When a line below holds the string "polo", show that line.

═══ Task material ═══

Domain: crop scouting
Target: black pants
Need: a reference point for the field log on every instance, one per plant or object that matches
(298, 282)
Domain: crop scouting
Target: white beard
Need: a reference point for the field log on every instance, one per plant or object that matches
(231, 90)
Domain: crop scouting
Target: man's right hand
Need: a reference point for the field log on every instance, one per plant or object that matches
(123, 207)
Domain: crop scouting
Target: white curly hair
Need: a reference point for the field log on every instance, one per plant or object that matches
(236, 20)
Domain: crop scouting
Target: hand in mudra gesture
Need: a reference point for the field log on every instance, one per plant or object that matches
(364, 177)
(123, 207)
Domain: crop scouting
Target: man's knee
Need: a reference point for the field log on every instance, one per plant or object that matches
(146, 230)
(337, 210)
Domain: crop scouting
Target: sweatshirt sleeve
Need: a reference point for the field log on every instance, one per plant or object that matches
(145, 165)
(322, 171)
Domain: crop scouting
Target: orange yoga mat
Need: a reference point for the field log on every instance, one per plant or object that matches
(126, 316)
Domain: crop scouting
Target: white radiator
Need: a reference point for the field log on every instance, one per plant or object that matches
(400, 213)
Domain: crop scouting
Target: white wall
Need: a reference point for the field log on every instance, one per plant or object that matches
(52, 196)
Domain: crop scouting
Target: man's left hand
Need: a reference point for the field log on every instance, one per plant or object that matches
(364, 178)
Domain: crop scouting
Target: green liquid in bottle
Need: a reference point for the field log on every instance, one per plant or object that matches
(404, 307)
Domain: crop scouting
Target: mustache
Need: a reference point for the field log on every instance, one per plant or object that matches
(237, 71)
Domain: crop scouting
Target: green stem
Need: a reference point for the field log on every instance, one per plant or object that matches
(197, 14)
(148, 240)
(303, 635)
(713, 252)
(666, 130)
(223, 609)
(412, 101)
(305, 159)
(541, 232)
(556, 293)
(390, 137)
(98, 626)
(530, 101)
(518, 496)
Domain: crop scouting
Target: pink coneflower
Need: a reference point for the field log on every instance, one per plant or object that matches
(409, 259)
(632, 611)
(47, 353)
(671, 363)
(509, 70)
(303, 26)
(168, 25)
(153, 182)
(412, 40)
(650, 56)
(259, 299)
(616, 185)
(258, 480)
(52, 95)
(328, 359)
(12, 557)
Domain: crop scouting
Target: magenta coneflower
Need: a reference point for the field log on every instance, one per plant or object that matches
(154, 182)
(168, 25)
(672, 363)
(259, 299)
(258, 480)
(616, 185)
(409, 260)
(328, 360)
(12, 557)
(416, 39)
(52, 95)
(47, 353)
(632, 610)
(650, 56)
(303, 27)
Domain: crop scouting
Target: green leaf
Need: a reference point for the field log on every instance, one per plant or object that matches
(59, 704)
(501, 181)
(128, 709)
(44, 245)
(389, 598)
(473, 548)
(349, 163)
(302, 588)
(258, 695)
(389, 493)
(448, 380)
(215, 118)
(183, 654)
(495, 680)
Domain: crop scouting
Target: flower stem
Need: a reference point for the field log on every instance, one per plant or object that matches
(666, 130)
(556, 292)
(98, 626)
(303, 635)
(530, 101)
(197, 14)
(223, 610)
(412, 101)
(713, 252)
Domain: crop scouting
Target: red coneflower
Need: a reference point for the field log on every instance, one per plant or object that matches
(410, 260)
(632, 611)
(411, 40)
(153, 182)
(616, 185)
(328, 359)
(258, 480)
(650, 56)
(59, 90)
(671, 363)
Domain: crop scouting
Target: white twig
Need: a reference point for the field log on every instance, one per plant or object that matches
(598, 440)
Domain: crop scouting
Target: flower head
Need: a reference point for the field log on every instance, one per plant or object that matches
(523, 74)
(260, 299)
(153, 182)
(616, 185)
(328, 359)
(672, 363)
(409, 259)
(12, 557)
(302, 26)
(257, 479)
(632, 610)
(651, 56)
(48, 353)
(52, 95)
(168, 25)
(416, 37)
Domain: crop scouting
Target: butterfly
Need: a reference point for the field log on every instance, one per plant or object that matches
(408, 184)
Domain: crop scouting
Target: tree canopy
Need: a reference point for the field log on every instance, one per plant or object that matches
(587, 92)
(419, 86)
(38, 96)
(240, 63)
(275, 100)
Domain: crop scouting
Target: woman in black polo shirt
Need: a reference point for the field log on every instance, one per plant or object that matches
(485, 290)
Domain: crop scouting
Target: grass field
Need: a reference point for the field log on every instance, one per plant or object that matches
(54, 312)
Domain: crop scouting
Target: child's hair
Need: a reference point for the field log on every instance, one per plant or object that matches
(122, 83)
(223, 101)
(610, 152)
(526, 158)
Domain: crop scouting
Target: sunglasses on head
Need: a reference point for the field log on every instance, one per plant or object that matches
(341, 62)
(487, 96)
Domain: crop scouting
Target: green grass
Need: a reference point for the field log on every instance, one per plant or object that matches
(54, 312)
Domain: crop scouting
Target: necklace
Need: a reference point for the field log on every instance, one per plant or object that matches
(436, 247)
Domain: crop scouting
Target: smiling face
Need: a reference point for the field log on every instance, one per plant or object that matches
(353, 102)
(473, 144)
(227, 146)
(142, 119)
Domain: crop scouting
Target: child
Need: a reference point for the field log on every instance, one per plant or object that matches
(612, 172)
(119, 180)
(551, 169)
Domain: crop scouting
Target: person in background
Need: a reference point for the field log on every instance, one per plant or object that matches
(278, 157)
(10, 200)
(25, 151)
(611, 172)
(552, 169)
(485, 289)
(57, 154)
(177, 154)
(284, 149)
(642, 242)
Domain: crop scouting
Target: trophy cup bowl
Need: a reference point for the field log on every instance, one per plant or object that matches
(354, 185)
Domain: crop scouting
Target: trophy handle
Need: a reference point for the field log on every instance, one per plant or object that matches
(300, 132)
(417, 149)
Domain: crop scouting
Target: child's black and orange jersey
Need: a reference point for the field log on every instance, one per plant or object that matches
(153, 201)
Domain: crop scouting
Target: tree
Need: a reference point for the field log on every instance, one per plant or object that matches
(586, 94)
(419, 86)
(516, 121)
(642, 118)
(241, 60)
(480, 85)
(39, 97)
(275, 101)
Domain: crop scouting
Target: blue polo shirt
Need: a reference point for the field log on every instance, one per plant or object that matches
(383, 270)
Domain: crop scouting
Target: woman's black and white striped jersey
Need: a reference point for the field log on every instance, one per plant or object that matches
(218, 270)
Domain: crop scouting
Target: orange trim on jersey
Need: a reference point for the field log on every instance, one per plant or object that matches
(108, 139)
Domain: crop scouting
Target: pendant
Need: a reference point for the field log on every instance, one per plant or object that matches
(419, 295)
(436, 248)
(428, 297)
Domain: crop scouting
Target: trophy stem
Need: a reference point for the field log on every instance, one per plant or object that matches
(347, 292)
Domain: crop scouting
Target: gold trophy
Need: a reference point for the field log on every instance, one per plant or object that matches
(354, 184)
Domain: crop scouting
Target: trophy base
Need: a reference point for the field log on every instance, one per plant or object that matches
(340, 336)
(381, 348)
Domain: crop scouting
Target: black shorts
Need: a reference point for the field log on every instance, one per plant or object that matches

═══

> _Result for this exercise_:
Target: woman in black polo shirt
Target: blue polo shirt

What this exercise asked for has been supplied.